## Exercise brief
Reproduce the closing run of lines below verbatim, from the line that contains "I'd be grateful if you could outline the scalloped" up to and including the final line.

## Dataset records

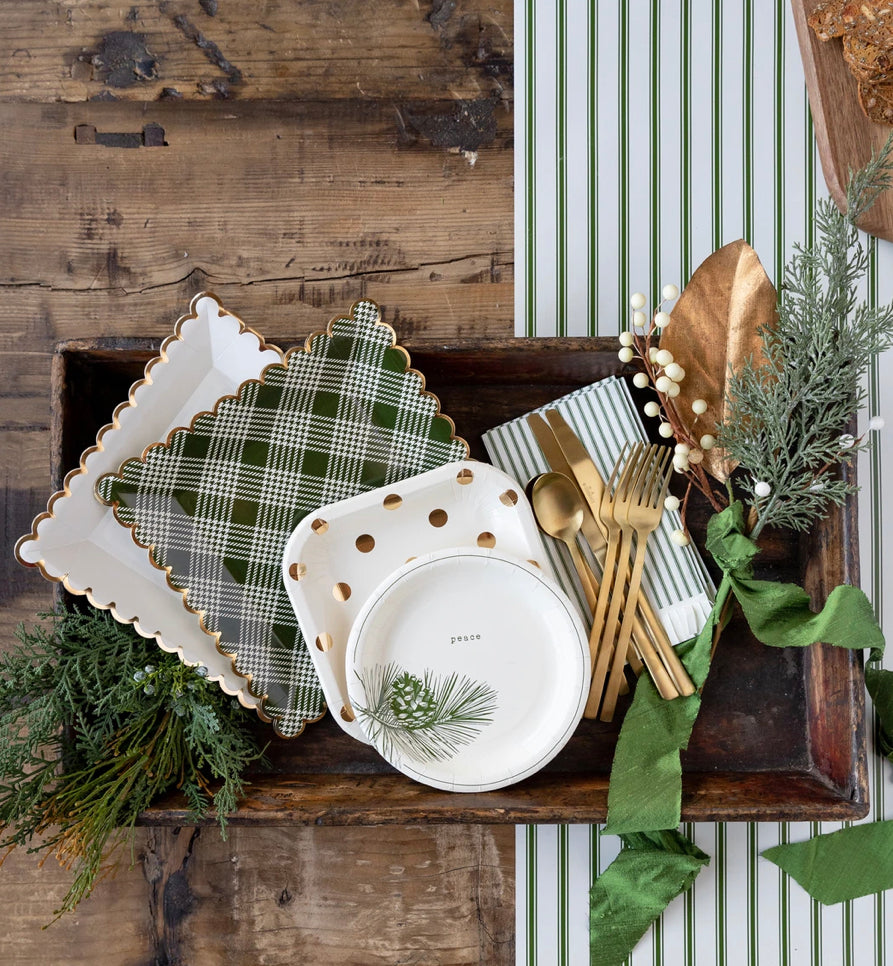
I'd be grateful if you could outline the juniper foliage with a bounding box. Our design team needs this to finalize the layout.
[720,133,893,537]
[0,606,264,920]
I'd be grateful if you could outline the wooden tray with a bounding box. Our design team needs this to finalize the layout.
[51,337,869,824]
[793,0,893,241]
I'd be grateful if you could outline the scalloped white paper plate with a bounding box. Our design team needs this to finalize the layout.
[15,294,281,709]
[345,548,590,792]
[281,460,553,742]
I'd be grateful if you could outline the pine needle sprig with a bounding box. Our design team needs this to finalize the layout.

## Written answer
I'd be grateful if you could outline the scalloped white paper plate with a bounding box. Our design team needs this to finalize the layout.
[15,294,281,709]
[345,548,590,792]
[281,460,553,742]
I'd be grateful if you could outline the pine needle sprig with a bounding box. Our design team needs this to finalize the layout.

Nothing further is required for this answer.